• Problem description:
Reproduce the following business report excerpt word for word and in full.

• Reading text:
*-*-*

There are a number of macro uncertainties, such as inflation, reductions in government incentives and increases in interest rates that could put pressure on our residential portfolio. However, mortgage availability and employment prospects remain positive and options are available to help mitigate and manage any negative fluctuations should they arise. The majority of our schemes are subject to viability conditions, are eligible for gap funding and include profit-sharing arrangements which reduce our risk. In addition, future phases can be remodelled or deferred, the pace of build can be accelerated or reduced, robust risk and capital controls are in place to manage exposure, and there is the possibility of further government interventions to help stimulate the market.



In terms of resourcing our medium- and long-term plans, the Group remains in a strong financial position.



Voluntary employee turnover within the divisions is at healthy levels and where we are recruiting, we are witnessing significant interest in the new positions we have created to help us achieve our strategic objectives. A culture where people feel included and empowered continues to be a key ingredient of our success and initiatives such as our commitment to reduce climate impacts and tackle responsible business topics are considered key in our ability to attract and retain the talent we need to grow the business.

*-*-*

• Provided material:
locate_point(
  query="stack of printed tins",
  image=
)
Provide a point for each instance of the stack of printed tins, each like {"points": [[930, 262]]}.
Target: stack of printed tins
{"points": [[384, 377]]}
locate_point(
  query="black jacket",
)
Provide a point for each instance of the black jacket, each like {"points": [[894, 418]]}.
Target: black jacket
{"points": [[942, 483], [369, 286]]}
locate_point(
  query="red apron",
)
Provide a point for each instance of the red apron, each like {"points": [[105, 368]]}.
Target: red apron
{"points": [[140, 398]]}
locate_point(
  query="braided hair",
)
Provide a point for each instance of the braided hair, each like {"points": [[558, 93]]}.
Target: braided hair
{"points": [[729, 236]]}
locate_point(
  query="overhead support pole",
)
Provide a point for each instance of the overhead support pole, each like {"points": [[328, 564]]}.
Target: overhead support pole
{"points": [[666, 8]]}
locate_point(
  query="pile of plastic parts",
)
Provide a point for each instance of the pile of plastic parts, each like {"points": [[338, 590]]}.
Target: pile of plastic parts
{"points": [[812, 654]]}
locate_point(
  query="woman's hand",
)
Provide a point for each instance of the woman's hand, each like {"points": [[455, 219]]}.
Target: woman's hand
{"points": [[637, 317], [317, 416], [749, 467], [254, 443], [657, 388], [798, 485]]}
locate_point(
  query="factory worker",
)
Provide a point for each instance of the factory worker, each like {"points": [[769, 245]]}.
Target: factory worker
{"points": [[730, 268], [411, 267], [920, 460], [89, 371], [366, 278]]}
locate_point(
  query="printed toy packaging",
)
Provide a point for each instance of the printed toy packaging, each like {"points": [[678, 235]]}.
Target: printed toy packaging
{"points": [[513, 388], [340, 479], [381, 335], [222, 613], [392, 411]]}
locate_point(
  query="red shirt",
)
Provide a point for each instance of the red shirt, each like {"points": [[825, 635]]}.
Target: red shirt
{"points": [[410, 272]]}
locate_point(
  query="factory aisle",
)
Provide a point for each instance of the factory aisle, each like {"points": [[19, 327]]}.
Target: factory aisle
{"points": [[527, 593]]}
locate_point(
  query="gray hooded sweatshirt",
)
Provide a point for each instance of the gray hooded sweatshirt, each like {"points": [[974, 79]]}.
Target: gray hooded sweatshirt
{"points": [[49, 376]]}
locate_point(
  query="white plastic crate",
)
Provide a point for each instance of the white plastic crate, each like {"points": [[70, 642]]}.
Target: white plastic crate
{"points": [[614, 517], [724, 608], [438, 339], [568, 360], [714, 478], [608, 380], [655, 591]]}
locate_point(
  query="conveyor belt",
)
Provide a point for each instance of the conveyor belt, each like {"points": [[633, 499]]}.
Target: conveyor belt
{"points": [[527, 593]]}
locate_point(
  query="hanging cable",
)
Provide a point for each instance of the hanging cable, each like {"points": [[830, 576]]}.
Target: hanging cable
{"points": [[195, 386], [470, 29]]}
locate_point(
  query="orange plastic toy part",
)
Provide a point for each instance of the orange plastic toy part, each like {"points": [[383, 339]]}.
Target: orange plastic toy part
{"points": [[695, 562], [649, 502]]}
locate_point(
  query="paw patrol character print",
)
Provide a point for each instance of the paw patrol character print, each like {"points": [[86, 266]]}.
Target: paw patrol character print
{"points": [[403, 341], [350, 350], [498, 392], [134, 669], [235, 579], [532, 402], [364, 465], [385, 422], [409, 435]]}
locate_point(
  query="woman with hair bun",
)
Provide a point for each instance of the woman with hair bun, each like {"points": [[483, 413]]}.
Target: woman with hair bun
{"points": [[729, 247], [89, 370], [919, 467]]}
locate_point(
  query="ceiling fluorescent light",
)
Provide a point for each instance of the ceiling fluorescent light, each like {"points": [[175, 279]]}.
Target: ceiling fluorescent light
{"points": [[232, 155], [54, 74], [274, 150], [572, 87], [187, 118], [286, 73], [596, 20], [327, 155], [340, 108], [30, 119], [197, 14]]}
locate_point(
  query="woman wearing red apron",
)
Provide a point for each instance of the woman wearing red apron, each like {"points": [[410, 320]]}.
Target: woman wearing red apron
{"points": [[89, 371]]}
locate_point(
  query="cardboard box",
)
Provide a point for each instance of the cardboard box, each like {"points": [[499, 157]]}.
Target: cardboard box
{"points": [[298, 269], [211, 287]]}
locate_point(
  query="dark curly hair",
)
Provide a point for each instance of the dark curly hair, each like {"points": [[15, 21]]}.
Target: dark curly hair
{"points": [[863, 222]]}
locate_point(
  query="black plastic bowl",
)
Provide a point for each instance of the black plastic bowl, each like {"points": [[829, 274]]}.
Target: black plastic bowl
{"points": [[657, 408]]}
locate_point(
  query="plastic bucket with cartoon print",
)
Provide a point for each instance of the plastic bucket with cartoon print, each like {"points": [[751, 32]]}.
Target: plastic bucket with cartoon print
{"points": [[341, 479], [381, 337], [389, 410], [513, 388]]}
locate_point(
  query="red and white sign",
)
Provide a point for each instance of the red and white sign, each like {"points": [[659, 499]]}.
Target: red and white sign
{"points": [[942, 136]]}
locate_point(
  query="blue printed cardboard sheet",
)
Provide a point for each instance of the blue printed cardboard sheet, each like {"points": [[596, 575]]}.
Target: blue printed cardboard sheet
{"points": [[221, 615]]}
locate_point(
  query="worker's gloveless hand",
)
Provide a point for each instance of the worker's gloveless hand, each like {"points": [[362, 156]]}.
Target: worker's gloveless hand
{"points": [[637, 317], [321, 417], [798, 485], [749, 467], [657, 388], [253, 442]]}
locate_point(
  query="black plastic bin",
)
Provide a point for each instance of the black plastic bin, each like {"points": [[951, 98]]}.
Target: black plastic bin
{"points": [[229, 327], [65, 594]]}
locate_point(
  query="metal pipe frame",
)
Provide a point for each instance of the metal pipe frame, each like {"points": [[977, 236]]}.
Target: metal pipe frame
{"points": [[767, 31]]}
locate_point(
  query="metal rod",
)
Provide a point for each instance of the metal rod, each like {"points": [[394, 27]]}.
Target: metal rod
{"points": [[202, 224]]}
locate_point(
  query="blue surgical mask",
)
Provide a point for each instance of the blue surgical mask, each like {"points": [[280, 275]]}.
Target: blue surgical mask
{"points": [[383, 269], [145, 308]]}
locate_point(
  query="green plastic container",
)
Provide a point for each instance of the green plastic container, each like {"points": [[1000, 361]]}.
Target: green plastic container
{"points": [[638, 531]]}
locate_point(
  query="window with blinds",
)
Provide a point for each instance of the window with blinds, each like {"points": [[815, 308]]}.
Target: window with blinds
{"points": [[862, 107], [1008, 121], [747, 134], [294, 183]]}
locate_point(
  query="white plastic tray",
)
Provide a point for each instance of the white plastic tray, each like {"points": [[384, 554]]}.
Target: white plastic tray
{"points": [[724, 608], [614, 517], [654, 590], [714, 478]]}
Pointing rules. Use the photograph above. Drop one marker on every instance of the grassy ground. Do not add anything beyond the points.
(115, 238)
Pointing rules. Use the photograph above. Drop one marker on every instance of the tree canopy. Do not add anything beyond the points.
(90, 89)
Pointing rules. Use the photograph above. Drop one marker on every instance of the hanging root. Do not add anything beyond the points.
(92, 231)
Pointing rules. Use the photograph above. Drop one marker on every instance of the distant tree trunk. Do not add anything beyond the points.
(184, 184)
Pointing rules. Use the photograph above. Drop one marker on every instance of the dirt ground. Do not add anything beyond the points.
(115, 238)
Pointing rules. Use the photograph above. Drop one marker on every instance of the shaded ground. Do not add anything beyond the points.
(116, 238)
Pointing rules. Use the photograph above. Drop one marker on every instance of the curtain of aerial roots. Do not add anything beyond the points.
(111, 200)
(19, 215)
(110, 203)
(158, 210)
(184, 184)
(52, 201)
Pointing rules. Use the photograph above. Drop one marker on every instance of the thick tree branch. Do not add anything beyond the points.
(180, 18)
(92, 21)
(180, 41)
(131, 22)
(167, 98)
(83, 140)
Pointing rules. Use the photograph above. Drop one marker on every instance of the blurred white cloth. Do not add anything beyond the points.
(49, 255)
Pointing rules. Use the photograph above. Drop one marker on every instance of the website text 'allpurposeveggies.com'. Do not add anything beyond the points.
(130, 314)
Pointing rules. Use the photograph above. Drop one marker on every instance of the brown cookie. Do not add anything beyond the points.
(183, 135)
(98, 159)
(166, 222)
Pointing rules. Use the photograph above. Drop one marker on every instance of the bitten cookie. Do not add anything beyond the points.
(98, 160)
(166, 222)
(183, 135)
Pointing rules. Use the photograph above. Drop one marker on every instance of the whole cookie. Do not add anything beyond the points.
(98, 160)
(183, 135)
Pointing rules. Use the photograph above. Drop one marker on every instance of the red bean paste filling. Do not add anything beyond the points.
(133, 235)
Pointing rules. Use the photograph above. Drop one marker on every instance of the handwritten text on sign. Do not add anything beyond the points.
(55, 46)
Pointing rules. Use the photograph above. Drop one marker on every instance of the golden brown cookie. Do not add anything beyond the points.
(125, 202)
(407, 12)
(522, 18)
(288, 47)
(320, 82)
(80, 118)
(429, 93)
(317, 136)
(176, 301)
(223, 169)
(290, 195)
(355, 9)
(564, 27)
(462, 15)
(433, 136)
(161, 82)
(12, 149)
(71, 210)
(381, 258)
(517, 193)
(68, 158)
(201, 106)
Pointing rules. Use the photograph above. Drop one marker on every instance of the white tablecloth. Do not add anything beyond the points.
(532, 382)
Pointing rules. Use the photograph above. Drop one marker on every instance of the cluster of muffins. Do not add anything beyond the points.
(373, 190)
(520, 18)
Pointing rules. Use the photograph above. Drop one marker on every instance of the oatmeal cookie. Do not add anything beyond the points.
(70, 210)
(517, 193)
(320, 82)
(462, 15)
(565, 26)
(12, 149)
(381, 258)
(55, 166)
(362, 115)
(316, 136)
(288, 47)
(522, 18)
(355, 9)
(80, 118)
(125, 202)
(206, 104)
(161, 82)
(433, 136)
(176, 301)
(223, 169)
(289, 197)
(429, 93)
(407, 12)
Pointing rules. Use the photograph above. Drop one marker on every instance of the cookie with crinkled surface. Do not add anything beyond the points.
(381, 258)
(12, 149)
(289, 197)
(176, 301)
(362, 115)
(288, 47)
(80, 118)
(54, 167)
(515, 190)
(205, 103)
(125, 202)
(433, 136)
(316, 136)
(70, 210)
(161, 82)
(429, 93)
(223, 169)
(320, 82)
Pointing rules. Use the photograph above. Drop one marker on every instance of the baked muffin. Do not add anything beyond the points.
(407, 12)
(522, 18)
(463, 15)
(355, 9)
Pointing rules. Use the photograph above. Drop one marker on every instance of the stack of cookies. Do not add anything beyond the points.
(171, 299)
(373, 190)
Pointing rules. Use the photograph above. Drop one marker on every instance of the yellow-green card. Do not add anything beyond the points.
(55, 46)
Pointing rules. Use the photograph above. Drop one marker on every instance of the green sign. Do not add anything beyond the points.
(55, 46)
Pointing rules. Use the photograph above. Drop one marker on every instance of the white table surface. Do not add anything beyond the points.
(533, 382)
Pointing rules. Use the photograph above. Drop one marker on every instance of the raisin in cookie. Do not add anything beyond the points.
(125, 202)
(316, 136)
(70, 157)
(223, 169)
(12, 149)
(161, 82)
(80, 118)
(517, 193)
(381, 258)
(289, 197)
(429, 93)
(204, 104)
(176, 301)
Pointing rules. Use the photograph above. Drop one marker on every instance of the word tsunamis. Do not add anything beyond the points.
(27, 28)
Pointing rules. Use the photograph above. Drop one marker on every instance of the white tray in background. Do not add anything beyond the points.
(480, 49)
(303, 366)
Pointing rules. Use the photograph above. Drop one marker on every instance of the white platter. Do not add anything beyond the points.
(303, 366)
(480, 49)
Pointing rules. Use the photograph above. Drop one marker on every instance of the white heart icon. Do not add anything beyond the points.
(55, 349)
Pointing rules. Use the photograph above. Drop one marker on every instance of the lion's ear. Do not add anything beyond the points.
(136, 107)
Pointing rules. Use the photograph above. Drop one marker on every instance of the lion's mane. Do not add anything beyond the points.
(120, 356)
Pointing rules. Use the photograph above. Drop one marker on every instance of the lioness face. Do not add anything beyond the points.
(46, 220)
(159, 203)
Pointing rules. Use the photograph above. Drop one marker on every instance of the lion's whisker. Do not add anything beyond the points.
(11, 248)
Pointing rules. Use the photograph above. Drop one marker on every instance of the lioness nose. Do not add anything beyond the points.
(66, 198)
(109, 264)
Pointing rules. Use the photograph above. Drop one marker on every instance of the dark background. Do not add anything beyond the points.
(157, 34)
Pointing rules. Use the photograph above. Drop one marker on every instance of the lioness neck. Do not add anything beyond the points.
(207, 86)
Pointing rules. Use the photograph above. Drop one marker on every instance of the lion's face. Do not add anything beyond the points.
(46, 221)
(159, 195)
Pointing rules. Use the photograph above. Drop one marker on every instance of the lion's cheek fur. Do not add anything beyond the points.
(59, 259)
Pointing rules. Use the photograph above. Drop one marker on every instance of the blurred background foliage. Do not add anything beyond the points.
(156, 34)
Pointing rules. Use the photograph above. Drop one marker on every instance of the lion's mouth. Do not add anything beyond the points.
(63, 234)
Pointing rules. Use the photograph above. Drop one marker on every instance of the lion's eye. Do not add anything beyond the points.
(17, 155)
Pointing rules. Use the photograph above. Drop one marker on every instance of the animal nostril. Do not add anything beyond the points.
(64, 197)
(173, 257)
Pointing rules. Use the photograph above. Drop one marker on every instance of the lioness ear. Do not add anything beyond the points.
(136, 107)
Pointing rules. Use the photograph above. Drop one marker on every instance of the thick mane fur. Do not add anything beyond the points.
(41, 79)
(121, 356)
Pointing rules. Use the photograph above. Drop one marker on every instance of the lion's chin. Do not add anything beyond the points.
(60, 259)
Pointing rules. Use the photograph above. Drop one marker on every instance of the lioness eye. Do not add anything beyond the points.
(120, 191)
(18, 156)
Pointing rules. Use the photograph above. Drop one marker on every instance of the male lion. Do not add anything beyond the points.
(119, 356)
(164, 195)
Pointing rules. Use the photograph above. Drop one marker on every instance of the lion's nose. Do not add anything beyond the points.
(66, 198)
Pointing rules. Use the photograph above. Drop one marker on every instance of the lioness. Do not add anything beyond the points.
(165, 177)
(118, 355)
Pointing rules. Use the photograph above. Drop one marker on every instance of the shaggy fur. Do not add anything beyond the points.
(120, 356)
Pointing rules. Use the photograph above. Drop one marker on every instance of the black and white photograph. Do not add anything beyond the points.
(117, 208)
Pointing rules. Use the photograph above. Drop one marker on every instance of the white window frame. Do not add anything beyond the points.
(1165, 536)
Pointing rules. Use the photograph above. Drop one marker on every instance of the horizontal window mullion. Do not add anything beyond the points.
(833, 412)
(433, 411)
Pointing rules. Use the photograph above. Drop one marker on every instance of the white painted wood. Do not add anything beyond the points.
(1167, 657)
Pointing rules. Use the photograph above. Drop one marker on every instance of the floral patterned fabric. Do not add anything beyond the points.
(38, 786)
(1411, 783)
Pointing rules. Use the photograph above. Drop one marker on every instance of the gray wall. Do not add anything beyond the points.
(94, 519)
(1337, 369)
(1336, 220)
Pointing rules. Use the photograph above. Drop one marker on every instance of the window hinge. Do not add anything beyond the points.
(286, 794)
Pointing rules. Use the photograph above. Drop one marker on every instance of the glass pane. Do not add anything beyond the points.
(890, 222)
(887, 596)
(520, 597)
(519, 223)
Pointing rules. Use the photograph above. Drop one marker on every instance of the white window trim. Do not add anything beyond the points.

*-*-*

• Answer section:
There are a number of macro uncertainties, such as inflation, reductions in government incentives and increases in interest rates that could put pressure on our residential portfolio. However, mortgage availability and employment prospects remain positive and options are available to help mitigate and manage any negative fluctuations should they arise. The majority of our schemes are subject to viability conditions, are eligible for gap funding and include profit-sharing arrangements which reduce our risk. In addition, future phases can be remodelled or deferred, the pace of build can be accelerated or reduced, robust risk and capital controls are in place to manage exposure, and there is the possibility of further government interventions to help stimulate the market.



In terms of resourcing our medium- and long-term plans, the Group remains in a strong financial position.



Voluntary employee turnover within the divisions is at healthy levels and where we are recruiting, we are witnessing significant interest in the new positions we have created to help us achieve our strategic objectives. A culture where people feel included and empowered continues to be a key ingredient of our success and initiatives such as our commitment to reduce climate impacts and tackle responsible business topics are considered key in our ability to attract and retain the talent we need to grow the business.